Given task a: Collect every line of the records below that contains the word "flower", and copy each one in full.

>> BEGIN Provided text

The introduction and proliferation of political staffers mirrors the increasing size and responsibility of the federal government and the explosion of mass and electronic media. The election of Liberal Prime Minister Pierre Elliott Trudeau in 1968 marked a significant milestone for large, activist, interventionist governments; the growth of these governments strongly correlates with the increase in MPs’ office budgets and number of staff to handle the increased workload. Today’s MPs simply could not perform their jobs without the work of their staffers.

MPs are assigned national roles, such as a critic position, a ministerial portfolio, or a committee assignment. They also serve the residents of their constituencies by inquiring about citizenship applications, helping to access government funding for businesses or citizens, or requesting that a department take a second look at a government decision. There are also the multitude of media platforms and the 24/7 news cycle; MPs are expected to be present and available to their local media, as well as the national media if their portfolio or interests relate to current affairs. They are also generally expected to be on all Internet platforms, including having a personal website, and Twitter, Facebook, and Youtube accounts. The federal government is too large, and its topics too broad and complex, for everything to be managed by one person. Today’s parliamentary offices require a team of people to perform the work of an effective MP.


Parliamentary staffers may become involved and hired into a political office through numerous avenues. They are almost always members of the political party for which they work. Considering the highly sensitive nature of the work they perform, it would be difficult to trust someone who is not on the same team. The House of Commons recognizes a staffer’s position as one that “requires [the] utmost trust, particularly because of the politically sensitive and partisan environment in which their duties are carried out.”9 There are a few exceptions to this, for example some employees who continue working for an MP because of his or her district, regardless of the MP’s party.

Initial exposure to a political office may come through an internship organized by the party or through a Parliamentary program, through volunteering with an electoral district association (EDA), or through knowing someone already working for a Member of Parliament. Many staffers volunteer on Parliament Hill before being hired into a paid position.

MPs are given wide discretion to manage their offices as they see fit. As the House of Commons Procedure and Practice notes:

Each Member is the employer of all his or her employees and each Member has the prerogative to recruit, hire, promote and release employees. A Member is allowed full discretion in the direction and control of the work performed on his or her behalf by employees and is subject only to the authority of the Board of Internal Economy and the House of Commons in the exercise of that discretion. Members determine the duties to be performed, hours of work, job classifications and salaries, and are responsible for employee relations. Subject to specific terms and conditions, Members may enter into contracts for services with individuals, agencies or organizations and use a portion of the Member’s Office Budget for the payment of these contractors.10

This gives individual Members of Parliament incredibly wide latitude to manage their offices as they see fit.

>> END Provided text

Given task b: Write out the passage on parliamentary staffers above word for word, from "Each Member is" to "latitude to manage their offices as they see fit.", inclusive.

>> BEGIN Data excerpts

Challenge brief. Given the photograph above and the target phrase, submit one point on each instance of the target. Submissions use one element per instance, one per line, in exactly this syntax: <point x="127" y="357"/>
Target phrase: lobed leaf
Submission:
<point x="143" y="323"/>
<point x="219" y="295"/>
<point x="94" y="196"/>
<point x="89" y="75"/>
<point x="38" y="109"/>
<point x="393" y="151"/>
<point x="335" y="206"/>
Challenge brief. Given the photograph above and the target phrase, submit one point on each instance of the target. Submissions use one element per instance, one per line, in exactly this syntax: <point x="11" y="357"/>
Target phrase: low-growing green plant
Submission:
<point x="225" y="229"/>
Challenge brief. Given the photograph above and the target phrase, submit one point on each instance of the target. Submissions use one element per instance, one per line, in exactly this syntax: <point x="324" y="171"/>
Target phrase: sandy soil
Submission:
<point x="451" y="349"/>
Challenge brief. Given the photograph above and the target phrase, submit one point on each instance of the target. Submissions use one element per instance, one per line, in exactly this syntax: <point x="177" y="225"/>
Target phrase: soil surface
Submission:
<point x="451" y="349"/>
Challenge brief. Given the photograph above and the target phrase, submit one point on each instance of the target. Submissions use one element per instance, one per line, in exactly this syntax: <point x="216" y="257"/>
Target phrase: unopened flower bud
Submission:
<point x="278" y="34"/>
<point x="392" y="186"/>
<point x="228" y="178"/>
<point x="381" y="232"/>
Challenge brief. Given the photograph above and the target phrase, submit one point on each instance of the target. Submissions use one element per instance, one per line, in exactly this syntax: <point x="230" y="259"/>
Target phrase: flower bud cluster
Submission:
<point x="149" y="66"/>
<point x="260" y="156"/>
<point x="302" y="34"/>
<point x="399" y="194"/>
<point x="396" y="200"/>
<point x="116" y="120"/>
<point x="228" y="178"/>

>> END Data excerpts

Written solution a:
Target phrase: unopened flower bud
Target phrase: flower bud cluster

Written solution b:
Each Member is the employer of all his or her employees and each Member has the prerogative to recruit, hire, promote and release employees. A Member is allowed full discretion in the direction and control of the work performed on his or her behalf by employees and is subject only to the authority of the Board of Internal Economy and the House of Commons in the exercise of that discretion. Members determine the duties to be performed, hours of work, job classifications and salaries, and are responsible for employee relations. Subject to specific terms and conditions, Members may enter into contracts for services with individuals, agencies or organizations and use a portion of the Member’s Office Budget for the payment of these contractors.10

This gives individual Members of Parliament incredibly wide latitude to manage their offices as they see fit.